--- Aim of the exercise ---
Copy the lines from the one containing "Exercise. Mark the bicycle front" through the end of the material below, changing every "bicycle shadow" to "cast shadow" and leaving all else as it stands.

# start of Supplied material

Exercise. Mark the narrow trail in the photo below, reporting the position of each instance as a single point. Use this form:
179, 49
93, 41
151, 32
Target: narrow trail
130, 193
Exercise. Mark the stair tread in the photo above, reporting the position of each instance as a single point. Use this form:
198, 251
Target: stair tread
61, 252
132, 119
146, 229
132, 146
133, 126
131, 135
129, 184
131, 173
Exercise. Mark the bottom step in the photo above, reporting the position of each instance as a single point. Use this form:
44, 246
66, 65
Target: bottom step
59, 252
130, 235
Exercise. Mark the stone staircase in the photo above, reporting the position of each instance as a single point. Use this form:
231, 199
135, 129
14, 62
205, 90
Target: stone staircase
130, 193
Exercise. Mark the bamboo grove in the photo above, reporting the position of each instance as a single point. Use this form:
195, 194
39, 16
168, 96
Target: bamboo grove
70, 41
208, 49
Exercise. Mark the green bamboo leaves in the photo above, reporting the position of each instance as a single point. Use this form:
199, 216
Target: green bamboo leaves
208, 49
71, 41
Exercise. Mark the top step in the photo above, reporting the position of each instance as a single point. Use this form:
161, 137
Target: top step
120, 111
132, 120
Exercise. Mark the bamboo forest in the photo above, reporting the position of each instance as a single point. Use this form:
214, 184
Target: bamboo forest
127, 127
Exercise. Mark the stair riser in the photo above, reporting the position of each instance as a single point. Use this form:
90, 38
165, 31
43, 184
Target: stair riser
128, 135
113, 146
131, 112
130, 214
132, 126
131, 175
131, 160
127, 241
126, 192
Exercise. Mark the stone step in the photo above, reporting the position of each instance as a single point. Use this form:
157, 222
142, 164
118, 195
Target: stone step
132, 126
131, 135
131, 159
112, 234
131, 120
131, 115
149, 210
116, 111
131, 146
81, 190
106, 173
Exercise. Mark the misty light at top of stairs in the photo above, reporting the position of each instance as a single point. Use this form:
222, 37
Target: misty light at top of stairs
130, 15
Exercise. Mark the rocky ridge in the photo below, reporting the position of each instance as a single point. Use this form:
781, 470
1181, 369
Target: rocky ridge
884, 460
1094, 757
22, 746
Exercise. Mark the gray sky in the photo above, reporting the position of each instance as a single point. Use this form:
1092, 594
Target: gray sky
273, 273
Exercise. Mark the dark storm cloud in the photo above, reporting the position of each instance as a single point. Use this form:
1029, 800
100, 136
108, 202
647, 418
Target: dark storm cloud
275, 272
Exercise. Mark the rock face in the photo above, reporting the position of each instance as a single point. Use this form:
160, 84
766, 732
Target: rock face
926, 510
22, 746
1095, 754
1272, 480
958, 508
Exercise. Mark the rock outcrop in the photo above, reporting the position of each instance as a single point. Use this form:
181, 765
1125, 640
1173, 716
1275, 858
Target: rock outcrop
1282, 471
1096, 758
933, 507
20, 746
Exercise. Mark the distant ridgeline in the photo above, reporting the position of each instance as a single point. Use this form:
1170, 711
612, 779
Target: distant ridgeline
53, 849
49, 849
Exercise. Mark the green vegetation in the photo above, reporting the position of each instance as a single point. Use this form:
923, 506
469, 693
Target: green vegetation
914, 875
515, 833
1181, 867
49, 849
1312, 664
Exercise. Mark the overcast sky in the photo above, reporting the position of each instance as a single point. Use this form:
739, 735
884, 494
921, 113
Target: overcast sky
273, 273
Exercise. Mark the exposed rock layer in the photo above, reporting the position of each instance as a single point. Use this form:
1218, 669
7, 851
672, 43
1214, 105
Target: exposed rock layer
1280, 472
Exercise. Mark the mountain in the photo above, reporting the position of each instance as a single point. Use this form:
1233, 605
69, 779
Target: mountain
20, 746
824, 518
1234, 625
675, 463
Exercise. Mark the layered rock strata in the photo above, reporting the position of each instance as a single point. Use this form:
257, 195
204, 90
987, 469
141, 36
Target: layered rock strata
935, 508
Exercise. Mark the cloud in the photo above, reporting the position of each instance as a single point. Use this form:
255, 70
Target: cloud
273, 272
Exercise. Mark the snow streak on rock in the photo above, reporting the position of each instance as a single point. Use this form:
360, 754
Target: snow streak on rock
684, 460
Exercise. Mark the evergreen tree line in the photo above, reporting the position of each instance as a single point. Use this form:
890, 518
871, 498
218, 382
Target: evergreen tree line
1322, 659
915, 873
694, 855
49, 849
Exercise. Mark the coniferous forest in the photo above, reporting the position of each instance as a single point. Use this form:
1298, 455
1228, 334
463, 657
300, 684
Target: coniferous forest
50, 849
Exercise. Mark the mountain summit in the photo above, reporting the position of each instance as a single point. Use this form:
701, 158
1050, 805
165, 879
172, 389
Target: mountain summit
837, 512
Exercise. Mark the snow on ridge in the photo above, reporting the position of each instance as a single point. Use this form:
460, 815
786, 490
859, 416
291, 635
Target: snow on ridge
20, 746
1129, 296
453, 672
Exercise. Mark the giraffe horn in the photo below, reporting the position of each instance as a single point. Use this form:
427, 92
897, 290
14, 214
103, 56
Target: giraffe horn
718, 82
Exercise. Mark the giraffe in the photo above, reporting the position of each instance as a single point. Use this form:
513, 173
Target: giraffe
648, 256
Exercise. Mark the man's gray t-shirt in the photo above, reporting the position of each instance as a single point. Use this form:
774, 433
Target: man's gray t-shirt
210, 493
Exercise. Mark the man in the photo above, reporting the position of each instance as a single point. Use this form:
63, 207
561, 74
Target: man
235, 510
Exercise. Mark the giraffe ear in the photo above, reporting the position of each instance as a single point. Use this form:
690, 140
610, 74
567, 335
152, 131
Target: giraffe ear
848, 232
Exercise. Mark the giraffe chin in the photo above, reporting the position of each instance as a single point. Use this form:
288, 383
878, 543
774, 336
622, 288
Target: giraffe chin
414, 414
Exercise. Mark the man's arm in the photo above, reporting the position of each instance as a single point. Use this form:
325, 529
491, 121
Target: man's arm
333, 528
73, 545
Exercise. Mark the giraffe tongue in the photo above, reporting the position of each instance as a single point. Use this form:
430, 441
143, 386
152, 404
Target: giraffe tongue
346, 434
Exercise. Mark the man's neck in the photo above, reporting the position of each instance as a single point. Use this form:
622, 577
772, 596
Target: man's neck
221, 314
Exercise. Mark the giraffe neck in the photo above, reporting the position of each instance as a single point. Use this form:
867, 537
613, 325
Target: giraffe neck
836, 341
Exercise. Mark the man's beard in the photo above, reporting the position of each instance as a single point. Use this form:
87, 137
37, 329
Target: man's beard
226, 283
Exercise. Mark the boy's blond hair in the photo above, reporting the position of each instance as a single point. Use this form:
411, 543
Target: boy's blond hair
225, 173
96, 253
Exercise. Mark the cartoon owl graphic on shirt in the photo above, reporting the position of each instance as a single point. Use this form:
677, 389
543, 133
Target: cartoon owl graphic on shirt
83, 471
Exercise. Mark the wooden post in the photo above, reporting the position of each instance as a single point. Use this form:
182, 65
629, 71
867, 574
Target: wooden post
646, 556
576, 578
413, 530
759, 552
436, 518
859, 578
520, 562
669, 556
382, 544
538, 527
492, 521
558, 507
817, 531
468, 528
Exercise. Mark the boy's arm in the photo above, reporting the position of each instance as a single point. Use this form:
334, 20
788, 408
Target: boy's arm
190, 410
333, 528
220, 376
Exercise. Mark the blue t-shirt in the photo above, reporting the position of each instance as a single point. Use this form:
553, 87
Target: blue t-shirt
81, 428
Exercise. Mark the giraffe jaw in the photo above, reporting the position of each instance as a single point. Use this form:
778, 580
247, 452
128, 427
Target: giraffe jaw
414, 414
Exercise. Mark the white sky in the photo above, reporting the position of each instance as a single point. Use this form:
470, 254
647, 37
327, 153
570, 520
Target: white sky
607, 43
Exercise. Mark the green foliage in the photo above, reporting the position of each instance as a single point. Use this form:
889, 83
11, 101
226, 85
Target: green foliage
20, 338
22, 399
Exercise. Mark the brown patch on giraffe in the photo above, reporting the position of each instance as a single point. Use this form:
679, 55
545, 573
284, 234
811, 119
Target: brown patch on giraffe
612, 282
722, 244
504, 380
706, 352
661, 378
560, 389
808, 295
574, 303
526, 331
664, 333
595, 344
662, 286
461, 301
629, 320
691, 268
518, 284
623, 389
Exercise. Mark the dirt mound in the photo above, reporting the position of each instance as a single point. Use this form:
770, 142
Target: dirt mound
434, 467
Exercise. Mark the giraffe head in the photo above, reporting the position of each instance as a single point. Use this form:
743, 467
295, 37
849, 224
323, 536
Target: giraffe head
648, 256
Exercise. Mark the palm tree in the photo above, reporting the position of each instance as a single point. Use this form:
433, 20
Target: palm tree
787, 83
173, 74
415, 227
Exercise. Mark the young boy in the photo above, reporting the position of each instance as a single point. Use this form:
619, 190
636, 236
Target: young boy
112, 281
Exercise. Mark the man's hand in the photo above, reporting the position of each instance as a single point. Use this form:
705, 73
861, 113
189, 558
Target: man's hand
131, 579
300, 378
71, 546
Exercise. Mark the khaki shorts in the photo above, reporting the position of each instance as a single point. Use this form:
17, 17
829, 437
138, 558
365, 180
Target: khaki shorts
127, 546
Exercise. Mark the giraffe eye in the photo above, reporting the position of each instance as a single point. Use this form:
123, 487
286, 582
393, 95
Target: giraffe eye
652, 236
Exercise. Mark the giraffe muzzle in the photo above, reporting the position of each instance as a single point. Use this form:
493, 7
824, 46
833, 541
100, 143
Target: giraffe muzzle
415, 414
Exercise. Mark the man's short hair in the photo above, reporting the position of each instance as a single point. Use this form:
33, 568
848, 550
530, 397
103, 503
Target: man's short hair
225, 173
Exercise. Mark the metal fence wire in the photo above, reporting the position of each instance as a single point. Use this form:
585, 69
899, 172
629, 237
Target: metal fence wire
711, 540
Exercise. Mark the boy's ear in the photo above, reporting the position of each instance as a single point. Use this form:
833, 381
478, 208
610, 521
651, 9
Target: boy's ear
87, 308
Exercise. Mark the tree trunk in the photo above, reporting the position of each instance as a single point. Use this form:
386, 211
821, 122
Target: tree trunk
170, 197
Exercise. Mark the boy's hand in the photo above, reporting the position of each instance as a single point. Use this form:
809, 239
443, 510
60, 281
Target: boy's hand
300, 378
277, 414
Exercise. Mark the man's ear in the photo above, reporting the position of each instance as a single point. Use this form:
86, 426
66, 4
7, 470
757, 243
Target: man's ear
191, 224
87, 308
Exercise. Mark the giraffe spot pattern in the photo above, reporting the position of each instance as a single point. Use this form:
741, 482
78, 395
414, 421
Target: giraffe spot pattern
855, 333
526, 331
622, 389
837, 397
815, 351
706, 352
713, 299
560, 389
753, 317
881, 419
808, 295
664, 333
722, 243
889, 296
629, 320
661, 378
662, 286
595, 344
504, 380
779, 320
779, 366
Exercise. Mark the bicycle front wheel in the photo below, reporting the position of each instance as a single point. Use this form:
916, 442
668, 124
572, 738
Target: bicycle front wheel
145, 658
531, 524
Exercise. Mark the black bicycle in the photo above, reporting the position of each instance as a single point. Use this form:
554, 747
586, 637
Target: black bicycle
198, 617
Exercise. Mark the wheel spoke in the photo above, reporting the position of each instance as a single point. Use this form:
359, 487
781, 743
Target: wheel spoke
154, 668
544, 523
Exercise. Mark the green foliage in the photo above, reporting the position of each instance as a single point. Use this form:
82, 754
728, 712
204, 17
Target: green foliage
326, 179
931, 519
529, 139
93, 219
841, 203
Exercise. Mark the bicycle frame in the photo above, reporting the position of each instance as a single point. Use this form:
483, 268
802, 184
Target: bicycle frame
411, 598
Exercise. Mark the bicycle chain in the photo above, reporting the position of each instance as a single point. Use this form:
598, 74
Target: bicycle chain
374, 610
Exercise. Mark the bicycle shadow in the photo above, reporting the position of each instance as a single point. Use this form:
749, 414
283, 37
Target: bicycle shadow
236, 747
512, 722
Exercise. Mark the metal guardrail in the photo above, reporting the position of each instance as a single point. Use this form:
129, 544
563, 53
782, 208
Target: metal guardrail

# end of Supplied material

--- Answer to this problem ---
Exercise. Mark the bicycle front wheel in the photo below, reporting the position of each instance as a single point. Use this form:
916, 442
668, 124
572, 738
Target: bicycle front wheel
145, 658
531, 524
Exercise. Mark the black bicycle in the photo above, reporting the position of each instance as a single point. Use this form:
554, 747
586, 637
Target: black bicycle
198, 617
Exercise. Mark the wheel spoke in the photo above, reporting the position of each instance as a single point. Use this form:
359, 487
781, 743
Target: wheel spoke
154, 668
544, 523
Exercise. Mark the green foliage in the photo above, reporting the position of each instance as a single point. Use this form:
82, 754
728, 712
204, 17
Target: green foliage
326, 179
931, 519
529, 139
93, 219
841, 203
Exercise. Mark the bicycle frame in the photo above, reporting the position of each instance as a single point. Use this form:
483, 268
802, 184
Target: bicycle frame
411, 598
Exercise. Mark the bicycle chain in the photo above, reporting the position of each instance as a single point. Use this form:
598, 74
Target: bicycle chain
374, 610
Exercise. Mark the cast shadow in the photo above, reporting the position of each instance as a single point. Use this form:
749, 414
283, 37
Target: cast shadow
236, 747
512, 722
Exercise. Mark the metal guardrail in the photo above, reporting the position of each instance as a single point. Use this form:
129, 544
563, 53
782, 208
Target: metal guardrail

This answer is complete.